→ TASK PROMPT:
Please write out every one of the records below word for word, changing nothing.

→ MATERIAL PROVIDED:
-------

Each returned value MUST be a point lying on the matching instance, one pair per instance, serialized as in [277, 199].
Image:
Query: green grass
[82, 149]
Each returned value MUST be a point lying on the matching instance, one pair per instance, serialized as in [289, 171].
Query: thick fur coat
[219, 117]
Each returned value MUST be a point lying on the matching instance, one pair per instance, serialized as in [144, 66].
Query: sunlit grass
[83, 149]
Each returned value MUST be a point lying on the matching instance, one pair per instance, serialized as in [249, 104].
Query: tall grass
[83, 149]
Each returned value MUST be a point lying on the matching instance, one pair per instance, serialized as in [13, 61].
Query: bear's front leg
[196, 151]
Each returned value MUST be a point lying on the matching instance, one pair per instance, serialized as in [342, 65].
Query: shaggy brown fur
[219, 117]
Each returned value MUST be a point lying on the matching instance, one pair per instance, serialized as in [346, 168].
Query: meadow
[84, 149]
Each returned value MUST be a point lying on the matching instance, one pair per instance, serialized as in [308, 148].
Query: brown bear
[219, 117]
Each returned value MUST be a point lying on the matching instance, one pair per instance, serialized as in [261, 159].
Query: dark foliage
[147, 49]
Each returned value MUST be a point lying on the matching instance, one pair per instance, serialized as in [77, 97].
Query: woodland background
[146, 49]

-------

→ ANSWER TO THIS EXERCISE:
Each returned value MUST be a point lying on the matching instance, one pair per instance, serialized as in [277, 199].
Image:
Query: green grass
[82, 149]
Each returned value MUST be a point lying on the matching instance, one pair per instance, serialized as in [289, 171].
Query: thick fur coat
[219, 117]
Each returned value MUST be a point lying on the matching instance, one pair per instance, serialized as in [144, 66].
Query: sunlit grass
[83, 149]
Each returned value MUST be a point lying on the matching instance, one pair per instance, serialized as in [249, 104].
Query: tall grass
[83, 149]
Each returned value MUST be a point lying on the matching instance, one pair per instance, serialized as in [13, 61].
Query: bear's front leg
[196, 151]
Each returned value MUST be a point lying on the matching instance, one pair per instance, serialized as in [342, 65].
Query: shaggy brown fur
[219, 117]
Each returned value MUST be a point lying on the matching instance, one pair per instance, serialized as in [346, 168].
Query: meadow
[84, 149]
Each returned value MUST be a point lying on the matching instance, one pair per instance, serialized as in [308, 148].
Query: brown bear
[219, 117]
Each returned value MUST be a point lying on the matching instance, one pair per instance, serialized as in [261, 159].
Query: dark foliage
[147, 49]
Each returned value MUST be a point lying on the matching instance, one pair per instance, serialized as in [77, 97].
Query: woodland background
[146, 49]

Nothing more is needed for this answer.